Essa si ispira a costanti concetti di razionalità e utilità pratica. Tra gli
ordini architettonici si preferì quello corinzio con capitello costituito da un
corpo a tronco di cono rovesciato, decorato con foglie d'acanto e volute
angolari.
Le città furono
costruite o sistemate secondo regolari disposizioni a scacchiera derivanti dai castra (come
Torino, Como o Aosta, in Italia; Barcellona, in Spagna), organizzate intorno al
foro con gli edifici più importanti quali il capitolium, la
curia e la basilica e attraversato da due strade che si incrociano ad angolo
retto, il cardo e il decumano. A imitazione di Roma, le città
furono dotate degli altri monumenti necessari alla vita cittadina – terme,
teatri, anfiteatri, mercati – e fornite di perfetti impianti di acquedotti e
fognature.

-=-=-=-=-

• [Esercizi]
#1 Nel testo sull'architettura romana, come si chiamano le due strade che attraversano il foro incrociandosi ad angolo retto?
#2 Riprendi il testo sull'architettura romana e proseguilo a partire dall'ultima frase riportata.
Le righe che seguono non hanno alcun legame con il testo sull'architettura romana.

• [Dati forniti]

-=-=-=-=-

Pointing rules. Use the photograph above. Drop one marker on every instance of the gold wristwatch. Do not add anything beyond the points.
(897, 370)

-=-=-=-=-

• [Risposte agli esercizi]
#1 Il cardo e il decumano.

#2
Il classicismo augusteo e l'età
giulio-claudia – Perfezione tecnica e
formale, realismo romano, motivi ellenistici e gusto classicheggiante
caratterizzano la produzione artistica dell'età di Augusto (63-14 a.C.). Anche
in un monumento ufficiale come l'Ara
Pacis le diverse tendenze possono sembrare non perfettamente fuse, ma unica
è la concezione generale dell'opera, in cui architettura e decorazione
scultorea sono strettamente legate e le singole figurazioni appaiono
tipicamente romane anche nel significato, che era quello di esaltare la "romanità".
L'Ara Pacis è una delle più alte
espressioni dell'arte augustea e un'opera di profondo simbolismo, che acquista
significato nel quadro del passaggio storico dalla Repubblica all’Impero.
La sua costruzione fu
votata dal Senato romano nel 13 a.C. ed il completamento dell'opera richiese
tre anni e mezzo, per realizzare la ricca e complessa decorazione, affidata a
scultori attici attivi a Roma nel I secolo.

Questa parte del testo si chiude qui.